Source text:
══════
I am not saying that this stops the opening of emails and attachments, but it takes the responsibility from the company. If I were you, i would check the wording of your policies, as if she has signed up for something from the internet, she is to be blamed for her spam. if you move down that avenue, i am sure she will back off. When in doubt, kick 'er in the guts
 
> , and two I am taking serious and following up an
> employees complaint.

Tell her the only way to deal with this complaint to a 100% resolution is to remove her internet access. Or at least limit her emails to internal only - give her no external send/receive access.

Ash.



 
We currently use 2 different blocking services, though this may change to be more or less in the future, depending on what are the most successful methods. Currently we are using filters supplied by mail-abuse.org and ORDB.org.
How successful are we? It varies. Obviously some spam gets through and it will always get through. There are days we block a few thousand mails On other days, I have seen as much as 20-30,000 mails blocked.
══════
Given information:
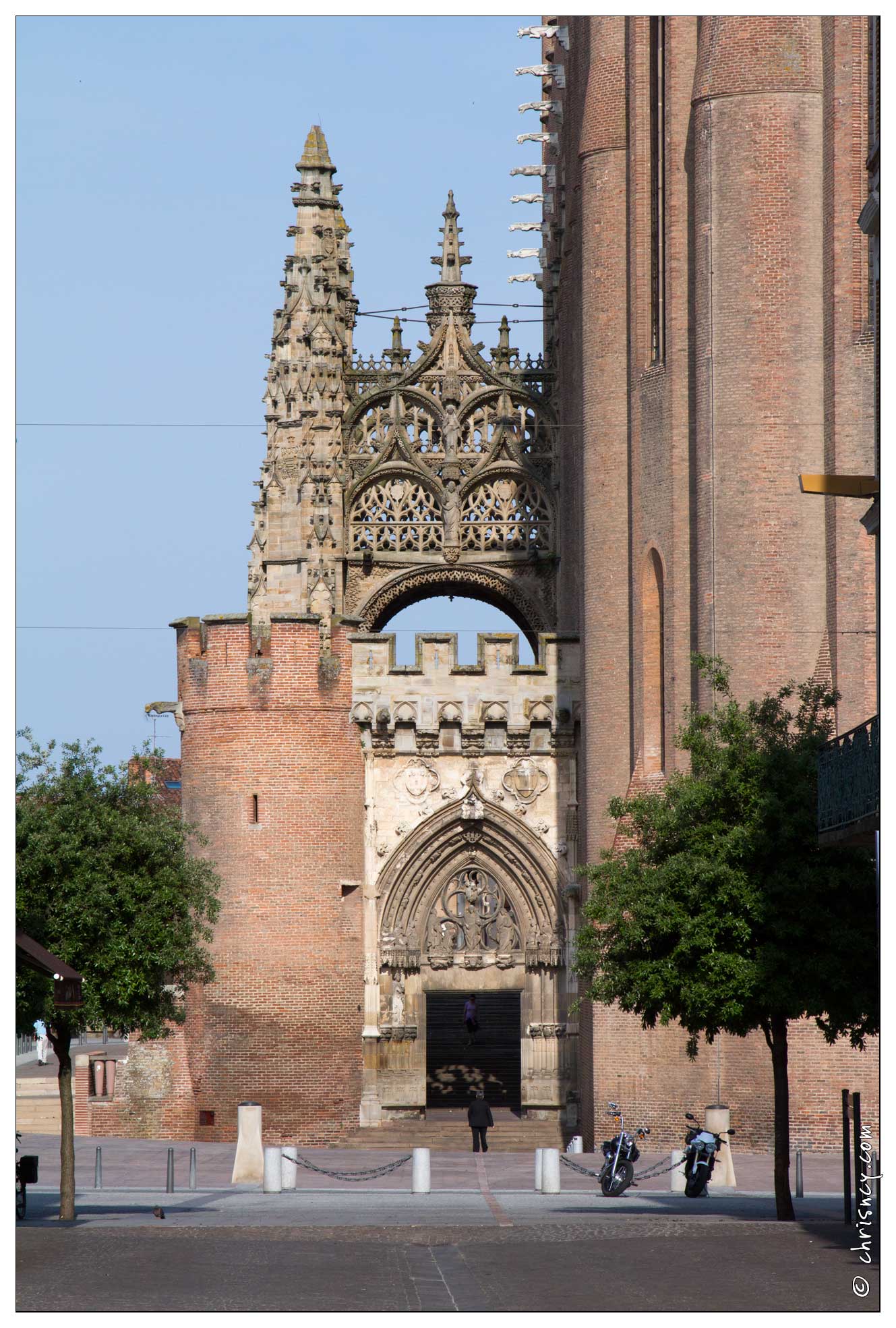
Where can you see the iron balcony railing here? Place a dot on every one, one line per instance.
(849, 777)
══════
What is required: Reproduce the passage of the spam discussion from "How successful are" to "20-30,000 mails blocked.". The data has no connection to the spam discussion.

Exercise solution:
How successful are we? It varies. Obviously some spam gets through and it will always get through. There are days we block a few thousand mails On other days, I have seen as much as 20-30,000 mails blocked.